● Document section
We all heard the rather popular fitness and dieting tips “avoid eating fat” to minimize weight gain. However, we also hear the opposite: that it’s fine to eat fats. It’s somewhat confusing to hear two contrasting beliefs spouted by experts, with people from both sides bickering about its effects. Like the popular keto diet, some weight-control diets even incorporate an almost exclusive consumption of fats in their program. Others opt to entirely remove fat from their diet.
Both beliefs hold a sense of truth. However, the question remains: is consuming fat terrible for you?
Is Fat Detrimental to Fitness?
But before we talk about fat, let’s first discuss its factor in weight gain and the difference between fat in food and the “fat” we humans have. Eating fat-filled foods does not precisely make you gain more weight. As a matter of fact, even if you remove the fat in your diet by contracting a tennis court to be built beside your house and play the sport every day, you still won’t “burn” fat.
It’s because it’s sugar and carbohydrates that are responsible for excessive weight gain. It’s also what builds the “fats” we develop, as our body naturally stores the energy from the food we consume. When it comes to discussions of weight loss, fat doesn’t exactly play a significant role, especially when compared to processed sugars and carbohydrates.
Different Types of Fat Exist
Saying that “fat is bad” is a misleading statement. More importantly, it poses the incorrect assumption that there is only one kind of fat when there are many. The different kinds all play an essential role, and some types are best consumed more, and some are best consumed less.
The Bad Kind
Let’s begin with what needs to be avoided first: trans fat. It’s a type of unsaturated fat created during the process where vegetable oils are made partially solid from being liquid. While it is naturally occurring in many types of food, it’s usually associated with many health diseases. It increases bad cholesterol while decreasing the good cholesterol, which, when combined, leads to a higher risk of stroke and other cardiovascular diseases.
Trans fat is commonly found in processed industrial food. While the government has put in rules and regulations to limit the amount of trans fat in food, it’s best to minimize its consumption, if not avoid it entirely. Trans fat is often included in sweets like cookies, cakes, and pies, while also being found in deep-fried foods like French fries or fried chicken.
The Good Kinds
With there being a “bad kind” of fat, there must be a “good kind,” right? There is, and it generally comes from seeds, vegetables, fish, and nuts. The good kind of fats can often be categorized into two ways: polyunsaturated fat and monounsaturated fats.

● Supplied material
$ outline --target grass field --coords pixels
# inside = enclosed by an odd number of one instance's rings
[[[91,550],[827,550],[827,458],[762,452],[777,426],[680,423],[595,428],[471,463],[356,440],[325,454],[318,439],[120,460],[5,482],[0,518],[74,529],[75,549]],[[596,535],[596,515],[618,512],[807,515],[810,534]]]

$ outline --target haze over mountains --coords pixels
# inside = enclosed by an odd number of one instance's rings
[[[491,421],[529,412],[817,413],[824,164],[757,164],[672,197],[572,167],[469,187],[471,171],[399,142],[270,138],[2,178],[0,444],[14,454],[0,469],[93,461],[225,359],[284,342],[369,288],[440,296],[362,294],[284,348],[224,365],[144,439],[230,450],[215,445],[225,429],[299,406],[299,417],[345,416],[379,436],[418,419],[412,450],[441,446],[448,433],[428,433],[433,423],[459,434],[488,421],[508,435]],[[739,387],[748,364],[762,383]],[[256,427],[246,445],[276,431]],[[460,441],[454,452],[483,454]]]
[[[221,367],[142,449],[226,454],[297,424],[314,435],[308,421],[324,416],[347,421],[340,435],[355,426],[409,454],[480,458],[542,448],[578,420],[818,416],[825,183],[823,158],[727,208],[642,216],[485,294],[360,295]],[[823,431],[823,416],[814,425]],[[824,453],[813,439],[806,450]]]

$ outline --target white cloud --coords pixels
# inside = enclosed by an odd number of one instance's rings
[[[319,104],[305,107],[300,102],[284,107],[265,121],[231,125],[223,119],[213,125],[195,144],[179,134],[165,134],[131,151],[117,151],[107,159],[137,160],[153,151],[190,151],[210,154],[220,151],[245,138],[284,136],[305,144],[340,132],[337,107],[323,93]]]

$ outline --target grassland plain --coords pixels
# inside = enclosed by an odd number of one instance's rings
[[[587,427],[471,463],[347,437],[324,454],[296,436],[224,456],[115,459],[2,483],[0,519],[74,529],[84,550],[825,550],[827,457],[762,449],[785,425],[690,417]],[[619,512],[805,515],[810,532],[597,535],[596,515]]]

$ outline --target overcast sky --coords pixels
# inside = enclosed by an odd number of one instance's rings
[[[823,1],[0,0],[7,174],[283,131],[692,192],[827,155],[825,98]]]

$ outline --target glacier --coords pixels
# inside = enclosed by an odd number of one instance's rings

● Assigned task A
Answer each question from the article on dietary fat.
(i) What does the article hold responsible for excessive weight gain?
(ii) During what process is trans fat created?
(iii) From what sources do the good kinds of fat generally come?
● Assigned task B
List every food that the article on dietary fat names as containing trans fat.
● Assigned task C
Write a continuation of the article on dietary fat, starting after its final sentence.
The records are separate material and have no connection to the article on dietary fat.

● Answer section A
(i) Sugar and carbohydrates.
(ii) The process in which vegetable oils are made partially solid from being liquid.
(iii) Seeds, vegetables, fish, and nuts.

● Answer section B
Cookies, cakes, pies, French fries, fried chicken

● Answer section C
Polyunsaturated fats come from plant-based oil like sunflower, soybean, corn, safflower, and other oil-producing plants. Polyunsaturated fats from plants are also rich in Omega-6 fatty acids. It’s also the type of fat commonly found in seafood, with Omega-3 fatty acids. These fatty acids are very helpful in managing blood pressure and cholesterol levels, making them highly beneficial for those with illnesses.
Other foods with polyunsaturated fats: salmon, sardines, tofu, flaxseed, chia, herring.
Monounsaturated fats are found in nut-based oils, such as cashews, peanuts, almonds, and macadamias. Even olive oil is rich in monounsaturated fats. Interestingly, it can help reduce the risk of heart diseases, especially when contrasted against trans fat (which increases the risk of heart disease). It’s often attributed as the primary reason why Mediterranean people have a lower risk for heart disease despite eating a high-fat diet.
Other foods with monounsaturated fats: olives, pumpkins, canola oil, avocados.
Balance Is the Key
At the end of the day, fats are still part of our daily dietary requirements. Unless you have a particular disease that prevents you from consuming fat, it’s still best to have some degree of it in your diet. The critical part here is balance and diversity. Make sure you’re eating a wide variety of food with different nutritional contents.
Consider making it a habit to read the nutritional label of the food you buy. You will find that many of the so-called healthy or fat-free options contain trans fat and trace amounts of sugar. It is best to be aware and vigilant of these things, with emphasis on eating good and healthy food in a well-balanced meal plan. Even junk food is fine, as long as it is done in moderation.